REQUIREMENT
Pull out every line of the entries below that contains the word "peak", and copy those lines. Case matters.

SUPPLIED RECORDS

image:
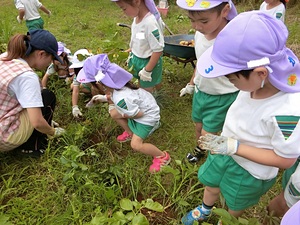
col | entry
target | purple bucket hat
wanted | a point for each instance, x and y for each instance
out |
(238, 47)
(99, 68)
(199, 5)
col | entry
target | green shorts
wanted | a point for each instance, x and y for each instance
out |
(35, 24)
(211, 110)
(139, 63)
(288, 173)
(141, 130)
(240, 189)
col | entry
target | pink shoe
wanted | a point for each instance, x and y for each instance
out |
(159, 162)
(124, 137)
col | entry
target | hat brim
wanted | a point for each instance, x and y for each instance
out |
(58, 58)
(208, 68)
(82, 78)
(197, 6)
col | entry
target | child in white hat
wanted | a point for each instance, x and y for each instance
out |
(261, 131)
(211, 97)
(134, 109)
(274, 8)
(147, 42)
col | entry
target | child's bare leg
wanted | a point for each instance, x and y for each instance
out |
(137, 144)
(120, 120)
(236, 213)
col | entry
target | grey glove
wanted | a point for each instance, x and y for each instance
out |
(76, 111)
(188, 89)
(218, 144)
(145, 75)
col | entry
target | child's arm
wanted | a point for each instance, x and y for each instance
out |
(228, 146)
(45, 10)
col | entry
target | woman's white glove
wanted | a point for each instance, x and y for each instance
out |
(218, 144)
(76, 111)
(188, 89)
(145, 75)
(18, 19)
(96, 99)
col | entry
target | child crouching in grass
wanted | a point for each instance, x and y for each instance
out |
(133, 108)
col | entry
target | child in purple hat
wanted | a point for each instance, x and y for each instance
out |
(274, 8)
(290, 193)
(134, 109)
(261, 130)
(211, 97)
(29, 11)
(147, 42)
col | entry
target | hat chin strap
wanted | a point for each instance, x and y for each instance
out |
(99, 76)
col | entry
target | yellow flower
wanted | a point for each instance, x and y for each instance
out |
(190, 3)
(292, 79)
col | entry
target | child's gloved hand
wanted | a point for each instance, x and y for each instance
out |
(96, 99)
(76, 111)
(54, 124)
(188, 89)
(145, 75)
(18, 19)
(218, 144)
(59, 131)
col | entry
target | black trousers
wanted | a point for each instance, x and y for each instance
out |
(38, 140)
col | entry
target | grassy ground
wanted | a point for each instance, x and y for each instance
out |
(84, 175)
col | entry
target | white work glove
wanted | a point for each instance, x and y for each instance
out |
(96, 99)
(188, 89)
(58, 131)
(76, 111)
(18, 19)
(145, 76)
(218, 144)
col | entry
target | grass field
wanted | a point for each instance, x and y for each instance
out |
(87, 177)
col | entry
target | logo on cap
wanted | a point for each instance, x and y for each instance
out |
(190, 3)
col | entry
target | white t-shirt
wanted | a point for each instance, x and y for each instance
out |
(31, 8)
(277, 12)
(212, 86)
(130, 102)
(255, 122)
(27, 89)
(146, 37)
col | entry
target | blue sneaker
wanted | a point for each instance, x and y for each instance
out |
(196, 214)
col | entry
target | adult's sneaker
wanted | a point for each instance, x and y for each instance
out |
(125, 136)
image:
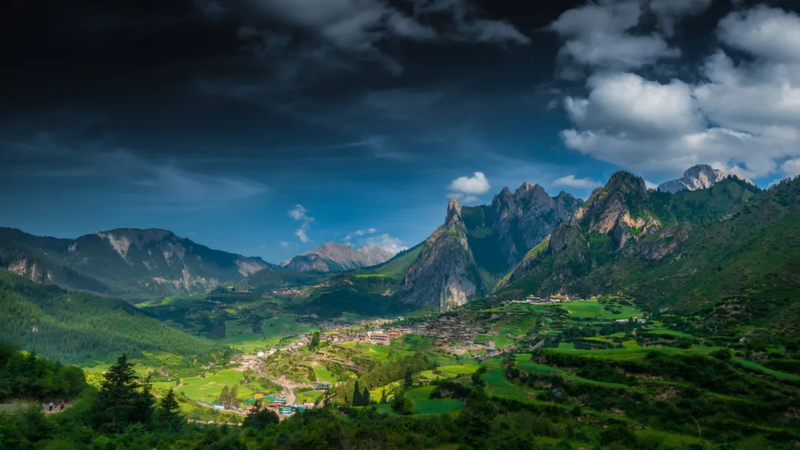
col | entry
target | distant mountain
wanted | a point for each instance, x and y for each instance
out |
(80, 327)
(701, 176)
(461, 260)
(334, 257)
(445, 274)
(129, 263)
(479, 244)
(729, 253)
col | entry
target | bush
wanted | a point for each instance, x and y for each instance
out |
(723, 354)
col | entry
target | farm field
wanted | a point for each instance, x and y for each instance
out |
(208, 389)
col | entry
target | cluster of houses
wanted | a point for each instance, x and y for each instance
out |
(533, 300)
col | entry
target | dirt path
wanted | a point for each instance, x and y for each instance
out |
(287, 385)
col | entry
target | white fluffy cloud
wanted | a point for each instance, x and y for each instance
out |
(742, 117)
(669, 12)
(604, 34)
(467, 189)
(769, 33)
(386, 242)
(578, 183)
(477, 184)
(358, 233)
(627, 104)
(791, 168)
(596, 36)
(300, 214)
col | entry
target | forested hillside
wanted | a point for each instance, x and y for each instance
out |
(26, 376)
(729, 249)
(79, 327)
(132, 264)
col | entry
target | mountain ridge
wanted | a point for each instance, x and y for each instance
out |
(130, 263)
(333, 257)
(700, 176)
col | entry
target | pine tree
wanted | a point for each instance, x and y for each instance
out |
(234, 394)
(224, 396)
(365, 397)
(120, 402)
(357, 396)
(168, 413)
(408, 380)
(383, 397)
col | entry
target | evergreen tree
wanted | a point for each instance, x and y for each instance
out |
(234, 395)
(121, 401)
(357, 401)
(261, 418)
(365, 397)
(224, 396)
(408, 380)
(168, 413)
(384, 400)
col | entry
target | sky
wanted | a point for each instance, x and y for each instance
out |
(268, 127)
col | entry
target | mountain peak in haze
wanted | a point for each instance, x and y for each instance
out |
(453, 211)
(333, 256)
(701, 176)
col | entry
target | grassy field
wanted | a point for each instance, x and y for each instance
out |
(499, 341)
(420, 398)
(670, 333)
(309, 396)
(276, 329)
(323, 374)
(592, 309)
(208, 389)
(755, 367)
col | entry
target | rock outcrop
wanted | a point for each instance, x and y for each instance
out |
(524, 218)
(445, 274)
(701, 176)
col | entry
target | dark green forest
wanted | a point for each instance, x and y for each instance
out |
(77, 327)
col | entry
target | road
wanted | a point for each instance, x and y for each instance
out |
(287, 385)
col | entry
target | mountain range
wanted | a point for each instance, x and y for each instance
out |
(701, 176)
(334, 257)
(720, 241)
(128, 263)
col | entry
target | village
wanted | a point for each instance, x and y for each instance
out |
(449, 333)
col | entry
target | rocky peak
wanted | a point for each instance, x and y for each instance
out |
(453, 212)
(626, 183)
(701, 176)
(622, 205)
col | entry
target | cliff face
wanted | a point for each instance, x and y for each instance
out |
(524, 218)
(615, 215)
(129, 263)
(444, 274)
(621, 229)
(701, 176)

EXERCISE RESPONSE
target | mountain peak in haze
target | rocky peak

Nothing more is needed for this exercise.